• _Dataset entries_
BEGIN

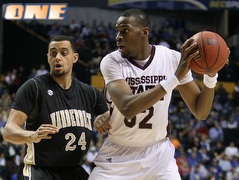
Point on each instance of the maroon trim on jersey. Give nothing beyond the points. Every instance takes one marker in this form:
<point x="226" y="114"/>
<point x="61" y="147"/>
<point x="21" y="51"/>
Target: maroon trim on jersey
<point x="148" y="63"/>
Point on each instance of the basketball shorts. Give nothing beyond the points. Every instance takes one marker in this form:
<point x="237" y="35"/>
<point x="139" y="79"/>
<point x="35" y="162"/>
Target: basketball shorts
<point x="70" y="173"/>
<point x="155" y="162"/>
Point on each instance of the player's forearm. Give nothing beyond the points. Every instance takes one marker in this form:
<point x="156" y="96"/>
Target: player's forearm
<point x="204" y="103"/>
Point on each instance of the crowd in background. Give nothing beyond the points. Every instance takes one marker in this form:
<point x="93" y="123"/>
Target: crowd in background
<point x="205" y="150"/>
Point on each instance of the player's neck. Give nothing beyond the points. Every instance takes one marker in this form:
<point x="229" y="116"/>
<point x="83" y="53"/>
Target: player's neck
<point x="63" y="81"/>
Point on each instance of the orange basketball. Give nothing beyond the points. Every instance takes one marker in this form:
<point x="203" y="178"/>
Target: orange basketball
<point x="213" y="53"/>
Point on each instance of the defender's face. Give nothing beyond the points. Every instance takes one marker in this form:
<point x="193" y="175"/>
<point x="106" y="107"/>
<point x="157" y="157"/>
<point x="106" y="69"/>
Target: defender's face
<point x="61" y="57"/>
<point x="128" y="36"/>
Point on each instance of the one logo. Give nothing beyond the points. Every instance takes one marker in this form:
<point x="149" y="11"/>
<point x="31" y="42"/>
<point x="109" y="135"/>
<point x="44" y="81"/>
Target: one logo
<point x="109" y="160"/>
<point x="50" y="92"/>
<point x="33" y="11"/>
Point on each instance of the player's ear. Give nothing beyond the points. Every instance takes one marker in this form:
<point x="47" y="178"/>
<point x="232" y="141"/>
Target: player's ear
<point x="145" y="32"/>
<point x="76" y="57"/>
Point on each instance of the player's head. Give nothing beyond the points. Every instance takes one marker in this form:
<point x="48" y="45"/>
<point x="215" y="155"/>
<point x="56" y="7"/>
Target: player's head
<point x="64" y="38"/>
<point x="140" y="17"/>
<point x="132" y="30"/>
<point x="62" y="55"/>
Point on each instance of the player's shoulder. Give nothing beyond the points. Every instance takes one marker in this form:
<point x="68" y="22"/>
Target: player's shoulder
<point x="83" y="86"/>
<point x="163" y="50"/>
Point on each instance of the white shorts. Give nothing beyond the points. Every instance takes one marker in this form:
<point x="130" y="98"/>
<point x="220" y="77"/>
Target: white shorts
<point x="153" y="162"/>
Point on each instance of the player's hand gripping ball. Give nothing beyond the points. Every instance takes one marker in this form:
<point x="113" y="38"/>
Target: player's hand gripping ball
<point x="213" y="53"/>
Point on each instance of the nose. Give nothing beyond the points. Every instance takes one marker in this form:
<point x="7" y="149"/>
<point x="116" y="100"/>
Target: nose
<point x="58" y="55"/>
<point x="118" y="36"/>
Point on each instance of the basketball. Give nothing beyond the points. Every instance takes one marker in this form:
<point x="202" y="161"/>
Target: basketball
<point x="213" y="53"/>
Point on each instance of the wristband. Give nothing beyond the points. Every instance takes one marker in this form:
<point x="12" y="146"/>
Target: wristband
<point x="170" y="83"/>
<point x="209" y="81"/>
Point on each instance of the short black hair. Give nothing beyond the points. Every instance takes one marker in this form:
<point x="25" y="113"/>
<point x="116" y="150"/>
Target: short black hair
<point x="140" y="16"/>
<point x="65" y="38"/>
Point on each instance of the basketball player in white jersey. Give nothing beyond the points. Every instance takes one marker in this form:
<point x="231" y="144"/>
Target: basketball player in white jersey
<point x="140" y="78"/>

END

Excluding pictures, print all lines above exactly.

• _Result for this task_
Point on each instance of the maroon trim on jersey. Give nothing beyond the points. Every instance takes one marker in this form:
<point x="226" y="114"/>
<point x="61" y="147"/>
<point x="21" y="51"/>
Target: maroon trim on jersey
<point x="148" y="63"/>
Point on each instance of the basketball shorts. Give nothing beyond the points. Every instance takes one marker in this form:
<point x="237" y="35"/>
<point x="139" y="79"/>
<point x="35" y="162"/>
Target: basketball shorts
<point x="70" y="173"/>
<point x="155" y="162"/>
Point on each instance of the player's forearm. Give nothing beyond the points. Every instance takes one marker in this form:
<point x="156" y="96"/>
Target: player's forearm
<point x="204" y="103"/>
Point on each instance of the crowd in background. Give nothing beyond the points. Every instance takes one marker in this form:
<point x="93" y="123"/>
Target: crowd in background
<point x="205" y="150"/>
Point on each instance of the player's neck. Give nothing beyond the points. Every instance takes one marker in this form:
<point x="229" y="116"/>
<point x="83" y="53"/>
Target: player's neck
<point x="63" y="81"/>
Point on each instance of the orange basketball. Give nothing beyond the points. Every instance takes one marker in this form:
<point x="203" y="178"/>
Target: orange basketball
<point x="213" y="53"/>
Point on each instance of the defender's face. Give nothing beyond the points. Every instance takes one marker in this form:
<point x="193" y="175"/>
<point x="106" y="107"/>
<point x="157" y="157"/>
<point x="106" y="69"/>
Target: defender's face
<point x="61" y="57"/>
<point x="128" y="36"/>
Point on each instance of the one logo. Give nothing beyond the points. Every instance takes one marker in this form:
<point x="149" y="11"/>
<point x="31" y="42"/>
<point x="109" y="135"/>
<point x="44" y="81"/>
Target: one logo
<point x="109" y="160"/>
<point x="50" y="92"/>
<point x="33" y="11"/>
Point on each instance of the player's ear. Give nothing beyond the points. Every instance takes one marker in this form:
<point x="47" y="178"/>
<point x="232" y="141"/>
Target: player's ear
<point x="145" y="32"/>
<point x="76" y="57"/>
Point on each instance of the player's head. Give nothing beyond the points. Every instance takes one marker in this form:
<point x="48" y="45"/>
<point x="215" y="155"/>
<point x="56" y="7"/>
Target: player's head
<point x="64" y="38"/>
<point x="140" y="17"/>
<point x="132" y="30"/>
<point x="62" y="55"/>
Point on each instance of the player's shoulder. Give nothing beyond the points. Every instance takes one marker in this form:
<point x="68" y="22"/>
Target: player's shoulder
<point x="83" y="86"/>
<point x="163" y="50"/>
Point on each instance of the white shorts. Give nothing beyond the points. Every instance takes one marker in this form:
<point x="130" y="98"/>
<point x="220" y="77"/>
Target: white shorts
<point x="153" y="162"/>
Point on each instance of the player's hand gripping ball. Give nothing beyond the points. Every instance takes one marker in this form:
<point x="113" y="38"/>
Target: player's hand gripping ball
<point x="213" y="53"/>
Point on each instance of the nose. Give nothing beyond the points. Every instance takes one marker in this form:
<point x="7" y="149"/>
<point x="116" y="100"/>
Target: nose
<point x="58" y="55"/>
<point x="118" y="36"/>
Point on each instance of the basketball. Give nothing beyond the points. Every instance takes one marker in this form:
<point x="202" y="161"/>
Target: basketball
<point x="213" y="53"/>
Point on each instance of the wristband. Give nothing beyond the points. Every instance takes one marker in this form:
<point x="12" y="146"/>
Target: wristband
<point x="170" y="83"/>
<point x="209" y="81"/>
Point on each instance of the short black hair. Give nothing beyond the points. Every instance takes one marker in this form:
<point x="25" y="113"/>
<point x="116" y="150"/>
Target: short black hair
<point x="140" y="16"/>
<point x="65" y="38"/>
Point on each instance of the basketball player in white jersey. Give nothing beyond the points. Every instance takes one marker in this form:
<point x="231" y="144"/>
Target: basketball player in white jersey
<point x="140" y="78"/>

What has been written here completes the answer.